# [課題の目的 A]
本文において、原判決別紙物件目録10及び11の構造欄にある「木造」は何に改めるとされていますか。

2 被控訴人が,原判決別紙物件目録記載の各物件(後記のとおり訂正後のもの)
に関し,平成12年度分の固定資産税を同目録課税金額欄記載の各金額とした平成
12年1月1日付けの控訴人に対する賦課決定を取り消す。
3 訴訟費用は,第1,2審とも被控訴人の負担とする。
第2 事案の概要
 事案の概要,争いのない事実等,争点及び当事者双方の主張は,原判決の「事実
及び理由」第2に記載のとおりであるから,これを引用する。ただし,原判決別紙
物件目録6の所在欄の次に「家屋番号 223番3の2」を,同目録10及び11
の構造欄の「木造」をいずれも「鉄骨造」と改め,原判決2頁8行目の「作業所」
の次に「,倉庫」を加え,3頁3行目の冒頭の「ついて」の次に「原則は同一に扱
い,例外的に」を加え,5頁12行目の「外部」を「外気」と改める。
第3 判断
1 当裁判所も,控訴人の請求はいずれも理由がないので,これを棄却すべきもの
と判断する。その理由は,次のとおり付加,訂正するほか,原判決の理由説示
(「事実及び理由」第3)のとおりであるから,これを引用する(更正決定を含
む。)。
(1) 原判決6頁24行目の「同法」を「地方税法」と改め,同頁末行の末尾に
改行の上,次のとおり加える。

ポイント注釈記録
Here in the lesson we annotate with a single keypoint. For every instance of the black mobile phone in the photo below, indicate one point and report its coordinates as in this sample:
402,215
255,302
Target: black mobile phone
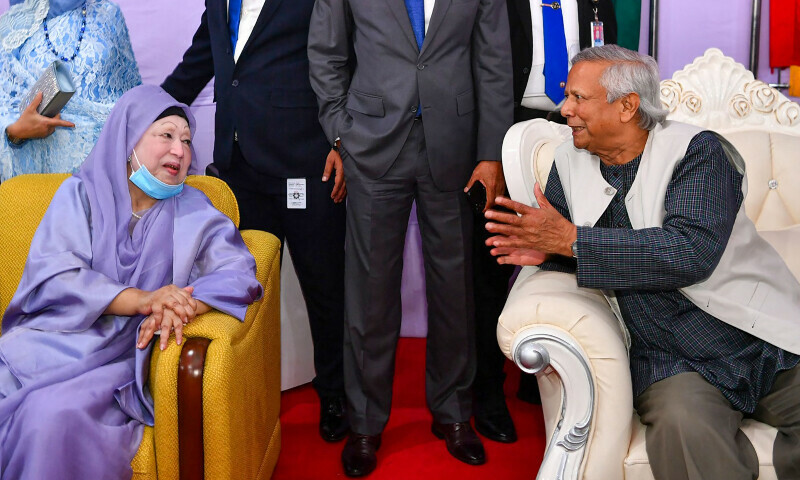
477,197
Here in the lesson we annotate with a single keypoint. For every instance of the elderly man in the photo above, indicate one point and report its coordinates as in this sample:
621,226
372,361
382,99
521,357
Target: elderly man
651,211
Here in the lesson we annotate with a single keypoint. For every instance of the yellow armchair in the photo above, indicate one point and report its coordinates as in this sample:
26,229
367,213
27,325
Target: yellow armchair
217,396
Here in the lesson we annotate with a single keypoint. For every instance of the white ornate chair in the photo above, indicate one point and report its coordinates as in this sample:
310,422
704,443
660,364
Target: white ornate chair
568,335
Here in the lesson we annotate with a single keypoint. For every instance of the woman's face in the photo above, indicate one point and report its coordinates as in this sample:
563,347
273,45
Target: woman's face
165,149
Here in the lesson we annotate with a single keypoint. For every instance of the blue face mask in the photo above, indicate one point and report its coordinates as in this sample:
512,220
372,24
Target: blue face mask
152,186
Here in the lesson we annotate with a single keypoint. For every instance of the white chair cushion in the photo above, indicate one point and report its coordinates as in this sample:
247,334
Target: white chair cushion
773,176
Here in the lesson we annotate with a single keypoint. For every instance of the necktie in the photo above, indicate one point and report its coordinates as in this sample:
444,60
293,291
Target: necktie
416,13
556,63
234,15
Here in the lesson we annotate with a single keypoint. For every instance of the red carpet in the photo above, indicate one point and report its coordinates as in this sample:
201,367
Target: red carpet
409,449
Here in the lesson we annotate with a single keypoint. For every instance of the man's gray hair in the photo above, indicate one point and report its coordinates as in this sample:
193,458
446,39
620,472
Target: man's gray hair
629,72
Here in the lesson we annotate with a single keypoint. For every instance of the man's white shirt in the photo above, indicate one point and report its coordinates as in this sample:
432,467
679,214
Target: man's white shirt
251,9
534,96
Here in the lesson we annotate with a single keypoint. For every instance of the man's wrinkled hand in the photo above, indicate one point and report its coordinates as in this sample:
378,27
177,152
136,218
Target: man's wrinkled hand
334,163
542,230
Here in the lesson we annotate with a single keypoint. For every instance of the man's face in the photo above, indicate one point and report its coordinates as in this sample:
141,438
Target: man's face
593,120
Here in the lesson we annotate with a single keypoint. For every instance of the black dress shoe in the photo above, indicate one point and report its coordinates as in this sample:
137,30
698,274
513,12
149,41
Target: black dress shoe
462,442
496,425
333,423
358,455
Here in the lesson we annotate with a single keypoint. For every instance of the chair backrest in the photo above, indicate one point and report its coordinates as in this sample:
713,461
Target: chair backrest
717,93
25,199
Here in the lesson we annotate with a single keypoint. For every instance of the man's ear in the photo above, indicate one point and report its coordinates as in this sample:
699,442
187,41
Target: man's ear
630,107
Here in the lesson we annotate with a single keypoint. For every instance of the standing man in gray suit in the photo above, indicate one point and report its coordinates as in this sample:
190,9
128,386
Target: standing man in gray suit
417,95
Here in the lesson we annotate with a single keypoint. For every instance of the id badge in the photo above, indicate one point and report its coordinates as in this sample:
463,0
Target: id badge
597,34
296,193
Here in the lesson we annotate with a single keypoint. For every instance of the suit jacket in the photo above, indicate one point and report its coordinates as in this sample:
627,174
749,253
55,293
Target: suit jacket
265,97
370,76
519,19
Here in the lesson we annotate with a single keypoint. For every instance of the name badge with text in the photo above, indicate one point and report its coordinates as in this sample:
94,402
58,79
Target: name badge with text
295,193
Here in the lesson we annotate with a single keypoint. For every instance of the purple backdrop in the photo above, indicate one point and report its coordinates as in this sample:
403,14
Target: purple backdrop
161,31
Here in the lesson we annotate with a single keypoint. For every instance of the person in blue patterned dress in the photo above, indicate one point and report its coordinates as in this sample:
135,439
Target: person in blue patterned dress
651,212
90,37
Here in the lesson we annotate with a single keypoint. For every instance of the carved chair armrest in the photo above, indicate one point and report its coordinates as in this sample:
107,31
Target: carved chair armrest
569,336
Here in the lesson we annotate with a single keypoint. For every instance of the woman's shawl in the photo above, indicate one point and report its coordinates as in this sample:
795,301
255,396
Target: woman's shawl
82,257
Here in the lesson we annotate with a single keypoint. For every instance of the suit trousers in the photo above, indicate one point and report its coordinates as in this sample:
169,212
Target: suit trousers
490,290
315,236
377,218
693,431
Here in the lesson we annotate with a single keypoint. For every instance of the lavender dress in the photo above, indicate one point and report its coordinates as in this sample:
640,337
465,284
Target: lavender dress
73,385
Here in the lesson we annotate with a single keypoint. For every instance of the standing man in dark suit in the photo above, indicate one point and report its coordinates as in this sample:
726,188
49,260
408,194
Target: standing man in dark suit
271,150
421,116
531,43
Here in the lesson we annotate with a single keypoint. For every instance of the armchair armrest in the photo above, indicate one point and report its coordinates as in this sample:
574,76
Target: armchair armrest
240,384
570,338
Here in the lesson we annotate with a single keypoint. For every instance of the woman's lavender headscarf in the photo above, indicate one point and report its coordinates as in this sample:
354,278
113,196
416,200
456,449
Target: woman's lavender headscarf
104,174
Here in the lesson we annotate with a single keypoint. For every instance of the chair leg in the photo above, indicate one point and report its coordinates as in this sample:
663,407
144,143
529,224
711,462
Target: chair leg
190,409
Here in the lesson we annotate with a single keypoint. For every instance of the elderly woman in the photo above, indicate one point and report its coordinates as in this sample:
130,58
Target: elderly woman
90,38
124,250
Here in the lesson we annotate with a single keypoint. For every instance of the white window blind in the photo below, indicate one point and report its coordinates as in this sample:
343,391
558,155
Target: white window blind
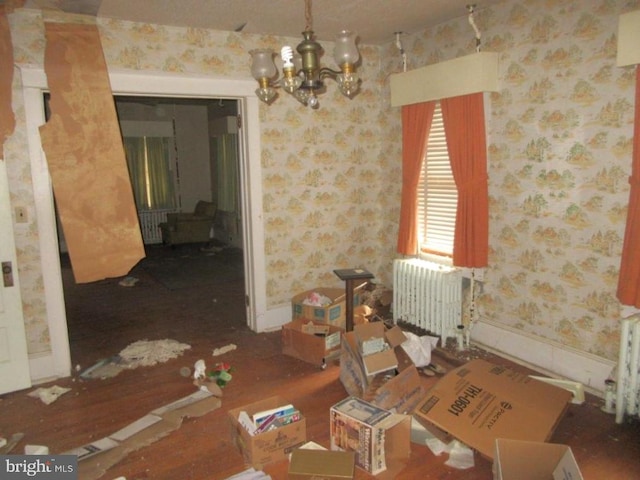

# [課題の目的 B]
エントリのうち、文字列「lavender」を含む行をすべて抽出してください。大文字と小文字は区別されます。

# [解答 A]
いずれも「鉄骨造」に改めるとされています。

# [解答 B]
Here in the lesson we annotate with a single keypoint. For every instance of the lavender dress in the photo above, indicate one point and report its coordinates as in this sample:
Target: lavender dress
Here in the lesson we annotate with a single keypoint. For every instance of the woman's lavender headscarf in the photo above, indicate one point and report its coordinates as in this sample:
Target: woman's lavender headscarf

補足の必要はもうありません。